(Collected data)
· · · · ·
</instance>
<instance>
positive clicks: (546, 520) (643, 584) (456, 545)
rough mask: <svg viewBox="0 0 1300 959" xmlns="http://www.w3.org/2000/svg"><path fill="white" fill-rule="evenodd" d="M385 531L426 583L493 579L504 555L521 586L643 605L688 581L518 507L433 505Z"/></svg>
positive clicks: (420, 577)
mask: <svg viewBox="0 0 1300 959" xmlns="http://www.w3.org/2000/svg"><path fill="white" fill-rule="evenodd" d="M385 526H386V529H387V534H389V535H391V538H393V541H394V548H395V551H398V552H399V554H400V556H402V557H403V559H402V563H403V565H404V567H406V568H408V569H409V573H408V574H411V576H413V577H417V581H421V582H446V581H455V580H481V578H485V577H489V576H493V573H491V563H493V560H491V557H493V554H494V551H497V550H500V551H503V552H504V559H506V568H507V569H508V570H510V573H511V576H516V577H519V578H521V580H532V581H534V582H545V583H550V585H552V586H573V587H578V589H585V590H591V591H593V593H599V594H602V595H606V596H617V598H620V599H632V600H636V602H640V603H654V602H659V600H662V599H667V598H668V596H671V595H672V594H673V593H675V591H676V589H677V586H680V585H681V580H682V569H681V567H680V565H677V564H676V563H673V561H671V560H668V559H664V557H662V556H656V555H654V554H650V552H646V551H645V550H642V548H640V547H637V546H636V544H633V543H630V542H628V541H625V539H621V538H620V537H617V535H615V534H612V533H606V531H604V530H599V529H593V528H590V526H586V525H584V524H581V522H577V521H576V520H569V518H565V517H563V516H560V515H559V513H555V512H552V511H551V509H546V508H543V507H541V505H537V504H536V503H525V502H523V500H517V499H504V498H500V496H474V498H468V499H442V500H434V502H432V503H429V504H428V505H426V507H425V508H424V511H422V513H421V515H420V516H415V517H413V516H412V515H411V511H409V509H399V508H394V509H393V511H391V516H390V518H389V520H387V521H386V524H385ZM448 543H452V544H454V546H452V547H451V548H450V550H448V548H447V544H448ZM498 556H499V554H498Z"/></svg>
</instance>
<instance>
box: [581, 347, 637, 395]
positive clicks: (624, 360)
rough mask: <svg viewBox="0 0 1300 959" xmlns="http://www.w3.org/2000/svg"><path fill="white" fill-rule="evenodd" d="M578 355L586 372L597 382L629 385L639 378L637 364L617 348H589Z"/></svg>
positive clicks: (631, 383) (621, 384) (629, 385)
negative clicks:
· · · · ·
Problem description →
Count the lines in the records above that contain the string "clicks". Give only the number.

Written response →
5